◆ Some records ◆
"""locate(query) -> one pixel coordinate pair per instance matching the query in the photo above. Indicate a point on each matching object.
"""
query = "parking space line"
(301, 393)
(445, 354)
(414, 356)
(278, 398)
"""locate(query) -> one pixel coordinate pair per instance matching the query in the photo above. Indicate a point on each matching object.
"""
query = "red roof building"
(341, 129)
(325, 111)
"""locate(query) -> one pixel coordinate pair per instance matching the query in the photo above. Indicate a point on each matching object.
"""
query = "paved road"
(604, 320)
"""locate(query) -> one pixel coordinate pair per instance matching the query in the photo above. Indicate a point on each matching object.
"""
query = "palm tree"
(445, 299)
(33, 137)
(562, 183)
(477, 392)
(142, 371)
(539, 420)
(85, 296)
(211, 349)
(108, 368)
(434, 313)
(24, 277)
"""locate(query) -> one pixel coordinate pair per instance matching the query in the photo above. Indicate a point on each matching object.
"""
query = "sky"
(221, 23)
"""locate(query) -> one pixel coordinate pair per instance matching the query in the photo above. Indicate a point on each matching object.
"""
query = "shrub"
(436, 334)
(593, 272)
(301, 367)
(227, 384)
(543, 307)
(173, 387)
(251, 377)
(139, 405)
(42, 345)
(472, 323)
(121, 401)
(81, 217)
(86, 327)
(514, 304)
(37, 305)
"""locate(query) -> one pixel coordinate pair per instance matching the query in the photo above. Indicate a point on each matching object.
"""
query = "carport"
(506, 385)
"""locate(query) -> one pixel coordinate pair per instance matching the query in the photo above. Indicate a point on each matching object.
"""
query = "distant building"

◆ SET PROBLEM ◆
Show each line above that contains the string "building", matching case exactly.

◆ PROBLEM SOLUTION ◆
query = "red roof building"
query = "distant building"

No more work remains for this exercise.